%%

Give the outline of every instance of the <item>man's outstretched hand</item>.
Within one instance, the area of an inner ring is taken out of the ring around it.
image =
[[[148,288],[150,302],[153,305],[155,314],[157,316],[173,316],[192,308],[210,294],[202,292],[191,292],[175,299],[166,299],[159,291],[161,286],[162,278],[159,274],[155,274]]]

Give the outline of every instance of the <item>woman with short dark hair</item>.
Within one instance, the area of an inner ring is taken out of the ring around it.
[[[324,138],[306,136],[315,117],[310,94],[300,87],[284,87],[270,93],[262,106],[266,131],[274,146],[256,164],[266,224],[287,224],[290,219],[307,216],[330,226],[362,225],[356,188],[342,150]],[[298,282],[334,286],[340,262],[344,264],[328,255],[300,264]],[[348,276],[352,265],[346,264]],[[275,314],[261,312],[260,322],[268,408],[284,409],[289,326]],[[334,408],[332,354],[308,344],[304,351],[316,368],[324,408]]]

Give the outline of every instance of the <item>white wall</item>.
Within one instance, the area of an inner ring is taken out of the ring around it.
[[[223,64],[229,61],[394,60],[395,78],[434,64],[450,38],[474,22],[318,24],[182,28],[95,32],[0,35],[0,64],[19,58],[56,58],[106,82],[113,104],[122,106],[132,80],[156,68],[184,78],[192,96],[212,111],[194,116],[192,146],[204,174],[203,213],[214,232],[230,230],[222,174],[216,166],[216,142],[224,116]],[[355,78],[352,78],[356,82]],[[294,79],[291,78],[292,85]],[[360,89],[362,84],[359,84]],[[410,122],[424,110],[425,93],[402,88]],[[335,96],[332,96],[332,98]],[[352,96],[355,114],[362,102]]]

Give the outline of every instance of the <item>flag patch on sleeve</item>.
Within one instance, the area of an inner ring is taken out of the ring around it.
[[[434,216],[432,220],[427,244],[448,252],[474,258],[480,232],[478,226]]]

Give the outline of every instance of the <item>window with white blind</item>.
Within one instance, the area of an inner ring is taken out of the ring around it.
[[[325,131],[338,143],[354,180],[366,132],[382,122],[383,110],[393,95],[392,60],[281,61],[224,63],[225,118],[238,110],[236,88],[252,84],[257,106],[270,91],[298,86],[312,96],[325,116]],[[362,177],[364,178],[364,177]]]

%%

Exercise
Place each line of the material above into a JSON list of strings, with one string per line and all blank lines omitted.

The solution
[
  "Give the outline of every instance of the <item>man's outstretched hand</item>.",
  "Within one instance, the area of an inner ring is taken out of the ring around it.",
  "image =",
  "[[[148,288],[150,302],[153,305],[155,314],[157,316],[173,316],[192,308],[210,294],[202,292],[191,292],[175,299],[166,299],[159,291],[161,286],[162,278],[159,274],[155,274]]]",
  "Give the outline of every instance of the <item>woman with short dark hair</item>.",
  "Within one instance, the area of an inner ring is taken out of the ring around it.",
  "[[[324,138],[306,136],[315,117],[310,94],[300,87],[284,87],[270,93],[262,106],[266,131],[274,146],[256,164],[266,224],[287,224],[290,219],[307,216],[330,226],[362,225],[356,188],[342,150]],[[298,282],[334,286],[340,262],[344,264],[328,255],[300,264]],[[348,276],[352,265],[346,264]],[[275,314],[261,312],[260,322],[268,408],[284,409],[289,326]],[[334,408],[332,354],[308,344],[304,351],[316,368],[324,408]]]",
  "Give the outline of every instance of the <item>white wall</item>.",
  "Within one instance, the area of an inner ring is taken out of the ring around it.",
  "[[[223,64],[229,61],[394,60],[395,78],[434,64],[450,38],[474,22],[318,24],[182,28],[95,32],[0,35],[0,64],[19,58],[56,58],[106,82],[113,104],[122,106],[132,80],[156,68],[184,78],[192,96],[212,111],[194,116],[192,146],[204,174],[203,213],[214,232],[230,230],[222,174],[216,166],[216,142],[224,116]],[[355,78],[352,78],[356,82]],[[294,79],[291,78],[292,85]],[[360,89],[362,84],[359,84]],[[410,122],[424,110],[425,93],[402,88]],[[335,96],[332,96],[332,98]],[[352,96],[355,114],[362,102]]]",
  "Give the outline of every instance of the <item>flag patch on sleeve</item>.",
  "Within one instance, the area of an inner ring is taken out of the ring around it.",
  "[[[434,216],[432,220],[427,244],[448,252],[474,258],[480,232],[478,226]]]",
  "Give the outline of every instance of the <item>window with white blind</item>.",
  "Within one instance, the area of an inner ring is taken out of the ring around it.",
  "[[[325,131],[338,143],[354,180],[366,132],[382,122],[383,110],[393,95],[392,60],[281,61],[224,63],[225,118],[238,110],[236,88],[252,84],[257,106],[270,91],[298,86],[312,96],[325,116]],[[362,177],[364,178],[364,177]]]"
]